**DATASET CONTENT**:

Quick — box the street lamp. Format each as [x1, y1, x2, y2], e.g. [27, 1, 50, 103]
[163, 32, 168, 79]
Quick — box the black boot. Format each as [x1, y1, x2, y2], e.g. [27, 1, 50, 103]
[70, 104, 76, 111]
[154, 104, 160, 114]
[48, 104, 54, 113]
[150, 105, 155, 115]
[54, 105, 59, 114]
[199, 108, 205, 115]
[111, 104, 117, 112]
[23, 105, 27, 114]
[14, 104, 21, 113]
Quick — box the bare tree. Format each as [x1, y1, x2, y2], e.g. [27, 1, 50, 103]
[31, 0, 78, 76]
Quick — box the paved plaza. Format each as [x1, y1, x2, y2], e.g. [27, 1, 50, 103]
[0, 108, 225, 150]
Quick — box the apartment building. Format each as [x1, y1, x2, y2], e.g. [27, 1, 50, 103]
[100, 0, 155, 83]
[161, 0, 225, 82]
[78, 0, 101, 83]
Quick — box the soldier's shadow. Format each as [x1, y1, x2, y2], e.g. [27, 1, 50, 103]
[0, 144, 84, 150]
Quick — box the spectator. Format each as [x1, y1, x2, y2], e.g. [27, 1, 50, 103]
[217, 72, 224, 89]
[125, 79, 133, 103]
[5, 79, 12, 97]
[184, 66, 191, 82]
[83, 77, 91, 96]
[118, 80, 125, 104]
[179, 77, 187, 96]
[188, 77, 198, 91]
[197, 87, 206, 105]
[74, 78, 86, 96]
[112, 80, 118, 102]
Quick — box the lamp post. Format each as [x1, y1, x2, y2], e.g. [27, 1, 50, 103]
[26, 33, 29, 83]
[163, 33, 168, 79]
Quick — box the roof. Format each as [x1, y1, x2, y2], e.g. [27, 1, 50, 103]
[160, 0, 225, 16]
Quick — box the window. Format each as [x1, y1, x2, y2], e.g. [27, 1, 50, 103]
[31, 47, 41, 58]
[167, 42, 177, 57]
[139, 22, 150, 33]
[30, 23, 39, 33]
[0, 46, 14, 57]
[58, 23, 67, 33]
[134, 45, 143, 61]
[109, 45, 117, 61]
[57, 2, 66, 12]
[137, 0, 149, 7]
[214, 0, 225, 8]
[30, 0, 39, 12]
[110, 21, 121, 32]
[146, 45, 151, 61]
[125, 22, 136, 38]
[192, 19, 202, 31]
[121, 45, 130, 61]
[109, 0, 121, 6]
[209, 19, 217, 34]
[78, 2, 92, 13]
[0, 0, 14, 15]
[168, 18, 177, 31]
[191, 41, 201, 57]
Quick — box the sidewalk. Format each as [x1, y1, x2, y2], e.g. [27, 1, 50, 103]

* * *

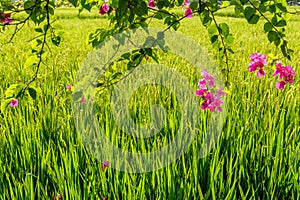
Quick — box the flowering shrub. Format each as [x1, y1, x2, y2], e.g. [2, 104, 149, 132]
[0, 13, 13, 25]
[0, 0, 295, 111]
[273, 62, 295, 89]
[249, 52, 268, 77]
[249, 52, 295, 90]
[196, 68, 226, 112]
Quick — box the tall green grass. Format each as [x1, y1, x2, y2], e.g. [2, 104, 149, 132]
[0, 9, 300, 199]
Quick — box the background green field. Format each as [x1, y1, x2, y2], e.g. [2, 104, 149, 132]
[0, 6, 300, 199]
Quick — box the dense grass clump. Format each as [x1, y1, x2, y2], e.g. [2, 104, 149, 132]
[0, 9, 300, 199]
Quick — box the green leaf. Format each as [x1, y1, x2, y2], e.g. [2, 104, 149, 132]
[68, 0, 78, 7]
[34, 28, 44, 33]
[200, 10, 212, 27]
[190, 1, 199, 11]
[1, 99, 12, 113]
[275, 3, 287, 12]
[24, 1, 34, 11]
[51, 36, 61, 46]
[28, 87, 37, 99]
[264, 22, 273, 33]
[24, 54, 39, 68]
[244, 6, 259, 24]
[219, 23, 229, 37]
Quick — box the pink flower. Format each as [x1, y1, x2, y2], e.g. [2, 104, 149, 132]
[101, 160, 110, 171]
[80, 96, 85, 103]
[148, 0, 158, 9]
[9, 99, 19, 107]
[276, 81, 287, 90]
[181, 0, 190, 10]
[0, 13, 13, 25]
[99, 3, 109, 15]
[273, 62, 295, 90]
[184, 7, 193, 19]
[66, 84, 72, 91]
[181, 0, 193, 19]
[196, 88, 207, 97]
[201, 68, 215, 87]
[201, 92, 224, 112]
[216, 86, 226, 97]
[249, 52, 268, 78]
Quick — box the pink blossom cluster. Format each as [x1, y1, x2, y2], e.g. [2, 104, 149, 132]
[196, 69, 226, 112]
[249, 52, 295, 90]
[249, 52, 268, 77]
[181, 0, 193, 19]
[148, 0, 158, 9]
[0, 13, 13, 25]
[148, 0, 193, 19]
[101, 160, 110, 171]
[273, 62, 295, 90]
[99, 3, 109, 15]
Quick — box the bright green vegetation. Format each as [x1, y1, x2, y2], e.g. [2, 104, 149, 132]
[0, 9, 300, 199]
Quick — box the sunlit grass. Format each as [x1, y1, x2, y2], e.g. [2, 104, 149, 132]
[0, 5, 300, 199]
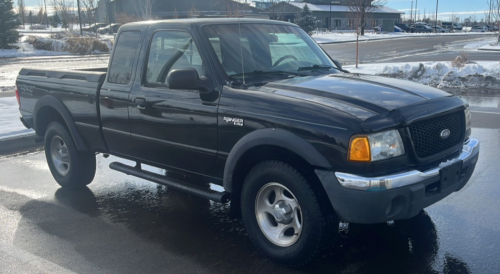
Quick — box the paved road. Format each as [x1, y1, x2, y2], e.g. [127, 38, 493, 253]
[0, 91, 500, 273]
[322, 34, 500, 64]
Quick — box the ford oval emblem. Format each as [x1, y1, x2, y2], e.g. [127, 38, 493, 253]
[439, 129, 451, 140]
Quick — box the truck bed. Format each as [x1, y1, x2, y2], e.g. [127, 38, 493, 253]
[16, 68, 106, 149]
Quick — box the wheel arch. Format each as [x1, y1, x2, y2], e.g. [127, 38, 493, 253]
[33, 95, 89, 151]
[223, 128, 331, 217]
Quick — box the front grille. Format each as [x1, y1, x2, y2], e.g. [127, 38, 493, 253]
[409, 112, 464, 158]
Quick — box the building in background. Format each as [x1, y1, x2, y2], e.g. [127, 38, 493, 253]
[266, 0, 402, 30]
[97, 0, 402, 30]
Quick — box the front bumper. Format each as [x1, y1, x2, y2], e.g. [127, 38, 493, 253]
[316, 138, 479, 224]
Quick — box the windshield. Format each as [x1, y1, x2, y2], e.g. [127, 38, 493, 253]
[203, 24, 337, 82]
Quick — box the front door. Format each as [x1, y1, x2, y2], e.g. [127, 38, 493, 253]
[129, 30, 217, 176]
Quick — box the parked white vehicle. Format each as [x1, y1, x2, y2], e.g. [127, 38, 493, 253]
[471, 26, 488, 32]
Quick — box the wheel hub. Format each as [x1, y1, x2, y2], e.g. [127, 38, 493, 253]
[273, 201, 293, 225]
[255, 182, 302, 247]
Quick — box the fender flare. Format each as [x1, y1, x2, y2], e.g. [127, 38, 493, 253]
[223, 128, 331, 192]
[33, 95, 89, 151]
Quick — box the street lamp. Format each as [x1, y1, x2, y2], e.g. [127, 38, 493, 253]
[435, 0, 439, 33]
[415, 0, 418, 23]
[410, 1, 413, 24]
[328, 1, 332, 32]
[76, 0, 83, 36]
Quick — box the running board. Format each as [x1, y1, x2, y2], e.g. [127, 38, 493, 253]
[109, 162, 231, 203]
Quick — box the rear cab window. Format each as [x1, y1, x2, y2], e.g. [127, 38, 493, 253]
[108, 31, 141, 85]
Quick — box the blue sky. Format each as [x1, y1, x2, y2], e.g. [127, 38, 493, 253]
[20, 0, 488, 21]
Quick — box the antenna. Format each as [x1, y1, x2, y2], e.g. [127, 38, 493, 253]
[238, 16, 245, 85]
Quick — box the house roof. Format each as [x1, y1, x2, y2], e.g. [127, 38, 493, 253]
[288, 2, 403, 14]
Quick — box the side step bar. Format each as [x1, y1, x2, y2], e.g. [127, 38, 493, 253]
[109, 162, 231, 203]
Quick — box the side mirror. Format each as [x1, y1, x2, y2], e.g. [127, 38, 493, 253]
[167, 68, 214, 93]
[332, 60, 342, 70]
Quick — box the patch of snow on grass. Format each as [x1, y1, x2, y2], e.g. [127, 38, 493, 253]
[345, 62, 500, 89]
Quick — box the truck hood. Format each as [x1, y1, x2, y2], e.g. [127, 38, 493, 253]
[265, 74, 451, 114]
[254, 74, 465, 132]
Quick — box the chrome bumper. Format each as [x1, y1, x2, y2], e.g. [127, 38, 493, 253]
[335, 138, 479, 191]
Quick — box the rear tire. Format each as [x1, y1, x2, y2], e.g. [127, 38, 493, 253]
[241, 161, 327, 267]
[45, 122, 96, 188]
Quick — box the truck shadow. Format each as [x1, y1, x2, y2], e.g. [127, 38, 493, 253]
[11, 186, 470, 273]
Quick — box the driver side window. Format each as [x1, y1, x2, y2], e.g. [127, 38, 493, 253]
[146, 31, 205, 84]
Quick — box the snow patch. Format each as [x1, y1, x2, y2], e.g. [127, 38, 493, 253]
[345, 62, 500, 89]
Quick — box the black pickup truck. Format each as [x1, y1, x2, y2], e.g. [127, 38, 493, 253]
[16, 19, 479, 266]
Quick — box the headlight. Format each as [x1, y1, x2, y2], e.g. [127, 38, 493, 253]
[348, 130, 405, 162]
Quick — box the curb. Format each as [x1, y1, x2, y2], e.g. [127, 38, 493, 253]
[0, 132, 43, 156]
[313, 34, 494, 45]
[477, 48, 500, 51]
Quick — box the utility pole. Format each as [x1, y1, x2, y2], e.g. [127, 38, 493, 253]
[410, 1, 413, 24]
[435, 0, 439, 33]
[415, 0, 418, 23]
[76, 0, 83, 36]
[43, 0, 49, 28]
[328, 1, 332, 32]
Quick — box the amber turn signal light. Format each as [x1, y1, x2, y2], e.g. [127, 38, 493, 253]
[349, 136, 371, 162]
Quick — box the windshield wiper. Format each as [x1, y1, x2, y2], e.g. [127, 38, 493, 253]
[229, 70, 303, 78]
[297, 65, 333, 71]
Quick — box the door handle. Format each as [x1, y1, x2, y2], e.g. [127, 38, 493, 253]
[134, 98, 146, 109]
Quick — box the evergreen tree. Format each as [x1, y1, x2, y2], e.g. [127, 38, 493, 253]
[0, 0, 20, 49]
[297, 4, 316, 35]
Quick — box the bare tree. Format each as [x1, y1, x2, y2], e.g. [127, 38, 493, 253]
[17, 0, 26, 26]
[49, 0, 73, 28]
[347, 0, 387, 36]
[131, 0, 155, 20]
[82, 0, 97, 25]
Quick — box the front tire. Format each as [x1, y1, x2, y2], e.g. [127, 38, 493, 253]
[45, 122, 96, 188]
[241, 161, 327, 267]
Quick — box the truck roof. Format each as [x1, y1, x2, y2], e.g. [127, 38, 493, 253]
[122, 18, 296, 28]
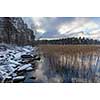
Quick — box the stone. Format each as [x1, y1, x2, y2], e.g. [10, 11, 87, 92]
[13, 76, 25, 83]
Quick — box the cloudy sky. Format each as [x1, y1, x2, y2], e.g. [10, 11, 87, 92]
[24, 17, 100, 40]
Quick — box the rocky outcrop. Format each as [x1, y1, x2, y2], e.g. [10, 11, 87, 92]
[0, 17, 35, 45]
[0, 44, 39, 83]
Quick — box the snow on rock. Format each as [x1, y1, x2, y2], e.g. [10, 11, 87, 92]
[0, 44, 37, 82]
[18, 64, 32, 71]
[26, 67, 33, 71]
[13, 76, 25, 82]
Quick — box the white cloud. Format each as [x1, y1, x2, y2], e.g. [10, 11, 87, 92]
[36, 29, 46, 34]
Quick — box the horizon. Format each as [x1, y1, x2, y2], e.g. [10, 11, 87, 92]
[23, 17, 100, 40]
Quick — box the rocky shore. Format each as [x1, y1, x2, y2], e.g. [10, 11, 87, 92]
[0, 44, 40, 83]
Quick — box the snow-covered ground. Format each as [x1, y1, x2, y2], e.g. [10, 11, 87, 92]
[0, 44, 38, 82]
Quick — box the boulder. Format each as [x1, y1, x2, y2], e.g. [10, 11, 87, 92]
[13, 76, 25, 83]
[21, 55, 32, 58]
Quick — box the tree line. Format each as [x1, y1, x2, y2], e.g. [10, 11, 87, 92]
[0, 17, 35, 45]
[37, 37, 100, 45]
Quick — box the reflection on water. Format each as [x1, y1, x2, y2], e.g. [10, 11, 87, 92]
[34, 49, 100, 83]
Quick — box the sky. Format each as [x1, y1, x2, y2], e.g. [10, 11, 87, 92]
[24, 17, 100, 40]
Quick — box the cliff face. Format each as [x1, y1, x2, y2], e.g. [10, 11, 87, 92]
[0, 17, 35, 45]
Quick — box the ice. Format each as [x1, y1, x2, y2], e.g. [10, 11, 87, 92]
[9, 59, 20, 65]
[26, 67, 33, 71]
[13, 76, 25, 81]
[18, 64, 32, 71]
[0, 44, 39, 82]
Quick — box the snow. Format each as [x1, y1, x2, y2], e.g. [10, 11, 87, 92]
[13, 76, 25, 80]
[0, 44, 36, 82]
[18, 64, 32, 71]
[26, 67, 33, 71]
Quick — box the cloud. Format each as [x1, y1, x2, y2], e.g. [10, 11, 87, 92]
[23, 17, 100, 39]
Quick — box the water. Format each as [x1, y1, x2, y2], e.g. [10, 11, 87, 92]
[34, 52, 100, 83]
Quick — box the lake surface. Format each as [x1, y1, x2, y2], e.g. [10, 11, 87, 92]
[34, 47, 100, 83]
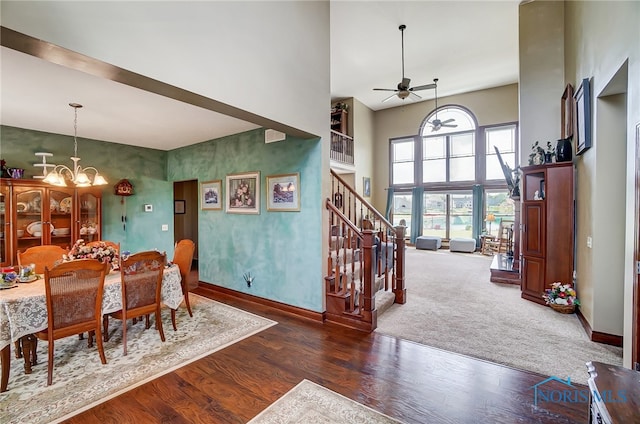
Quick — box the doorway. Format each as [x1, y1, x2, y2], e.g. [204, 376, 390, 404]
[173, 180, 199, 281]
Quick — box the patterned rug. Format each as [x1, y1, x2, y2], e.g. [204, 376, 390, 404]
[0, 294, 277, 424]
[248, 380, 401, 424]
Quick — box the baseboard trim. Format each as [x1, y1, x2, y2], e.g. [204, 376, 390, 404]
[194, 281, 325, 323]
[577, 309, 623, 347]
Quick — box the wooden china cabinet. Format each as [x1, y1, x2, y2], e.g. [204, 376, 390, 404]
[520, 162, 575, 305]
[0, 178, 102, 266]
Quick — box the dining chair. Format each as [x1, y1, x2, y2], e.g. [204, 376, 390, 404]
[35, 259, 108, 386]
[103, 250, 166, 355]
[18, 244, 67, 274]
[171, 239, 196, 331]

...

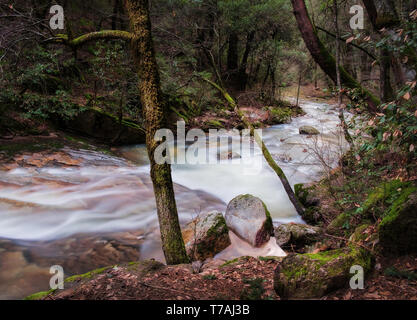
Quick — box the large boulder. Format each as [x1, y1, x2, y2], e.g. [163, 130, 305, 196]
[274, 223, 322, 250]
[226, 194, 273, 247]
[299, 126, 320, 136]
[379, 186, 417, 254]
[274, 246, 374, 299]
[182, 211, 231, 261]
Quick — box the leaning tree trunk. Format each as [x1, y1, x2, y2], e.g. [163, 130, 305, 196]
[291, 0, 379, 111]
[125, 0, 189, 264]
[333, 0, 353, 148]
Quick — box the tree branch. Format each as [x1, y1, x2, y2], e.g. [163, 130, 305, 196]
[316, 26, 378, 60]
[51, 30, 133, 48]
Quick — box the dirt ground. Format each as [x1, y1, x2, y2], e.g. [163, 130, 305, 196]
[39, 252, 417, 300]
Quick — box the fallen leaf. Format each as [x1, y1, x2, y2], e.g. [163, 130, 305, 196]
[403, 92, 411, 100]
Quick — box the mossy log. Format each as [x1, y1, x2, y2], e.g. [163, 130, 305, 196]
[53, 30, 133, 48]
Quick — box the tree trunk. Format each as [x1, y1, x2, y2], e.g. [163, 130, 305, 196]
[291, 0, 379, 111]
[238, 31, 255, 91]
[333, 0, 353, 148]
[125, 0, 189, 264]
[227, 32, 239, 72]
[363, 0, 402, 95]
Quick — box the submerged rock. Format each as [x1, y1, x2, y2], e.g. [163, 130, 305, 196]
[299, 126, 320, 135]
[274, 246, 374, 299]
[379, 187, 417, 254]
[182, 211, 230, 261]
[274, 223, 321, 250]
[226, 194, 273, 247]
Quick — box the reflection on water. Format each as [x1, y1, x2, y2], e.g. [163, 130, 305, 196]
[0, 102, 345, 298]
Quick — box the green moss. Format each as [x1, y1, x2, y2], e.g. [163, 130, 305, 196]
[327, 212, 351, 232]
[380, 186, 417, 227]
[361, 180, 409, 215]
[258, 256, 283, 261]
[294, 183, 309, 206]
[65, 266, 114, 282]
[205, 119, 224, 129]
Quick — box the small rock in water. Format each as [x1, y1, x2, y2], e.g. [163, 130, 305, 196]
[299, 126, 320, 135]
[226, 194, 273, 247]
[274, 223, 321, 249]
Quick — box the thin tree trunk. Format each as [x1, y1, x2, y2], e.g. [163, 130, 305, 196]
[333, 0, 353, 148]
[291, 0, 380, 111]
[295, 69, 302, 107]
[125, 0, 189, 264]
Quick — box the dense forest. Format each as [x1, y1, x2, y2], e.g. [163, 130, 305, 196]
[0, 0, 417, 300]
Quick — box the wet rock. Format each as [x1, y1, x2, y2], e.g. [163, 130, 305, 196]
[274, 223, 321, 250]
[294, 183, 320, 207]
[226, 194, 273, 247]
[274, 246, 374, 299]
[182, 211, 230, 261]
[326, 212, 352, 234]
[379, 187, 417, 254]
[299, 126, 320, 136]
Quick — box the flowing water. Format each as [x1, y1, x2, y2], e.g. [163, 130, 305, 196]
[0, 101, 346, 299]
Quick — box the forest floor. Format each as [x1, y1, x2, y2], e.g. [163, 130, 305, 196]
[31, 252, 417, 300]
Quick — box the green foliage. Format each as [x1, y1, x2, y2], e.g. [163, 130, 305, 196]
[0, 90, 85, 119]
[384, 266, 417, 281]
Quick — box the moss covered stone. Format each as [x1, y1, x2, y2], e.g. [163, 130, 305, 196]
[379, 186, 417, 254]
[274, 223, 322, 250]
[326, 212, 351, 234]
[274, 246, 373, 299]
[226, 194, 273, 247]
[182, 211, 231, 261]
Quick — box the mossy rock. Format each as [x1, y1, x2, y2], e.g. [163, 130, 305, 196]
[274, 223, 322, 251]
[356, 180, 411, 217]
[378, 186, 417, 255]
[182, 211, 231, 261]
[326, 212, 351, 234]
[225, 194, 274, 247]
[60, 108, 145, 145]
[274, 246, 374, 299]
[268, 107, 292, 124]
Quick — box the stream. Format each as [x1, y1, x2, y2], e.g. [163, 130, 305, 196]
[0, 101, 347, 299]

**YOUR GOAL**:
Reproduce verbatim every line of the data from the one containing "Quick — box the side mirror." down to the one containing "[11, 186, 470, 273]", including both of those lines.

**THE ANSWER**:
Quick — box the side mirror. Format each as [x1, y1, x2, y2], e.g. [127, 38, 493, 253]
[167, 68, 214, 93]
[332, 60, 342, 70]
Quick — box the patch of snow on grass. Format each as [x1, y1, x2, y2], e.g. [127, 38, 493, 253]
[345, 62, 500, 89]
Quick — box the truck hood. Format each as [x1, y1, x2, y2], e.g. [127, 38, 493, 253]
[265, 74, 451, 114]
[254, 74, 465, 132]
Quick — box the chrome bumper. Format each as [x1, y1, x2, y2], e.g. [127, 38, 493, 253]
[335, 138, 479, 191]
Quick — box the rear tire. Format each as [x1, y1, x2, y2], e.g. [127, 38, 493, 253]
[241, 161, 327, 267]
[45, 122, 96, 188]
Quick — box the truck shadow. Format each as [x1, y1, x2, y2], e.g. [127, 38, 493, 253]
[11, 186, 470, 273]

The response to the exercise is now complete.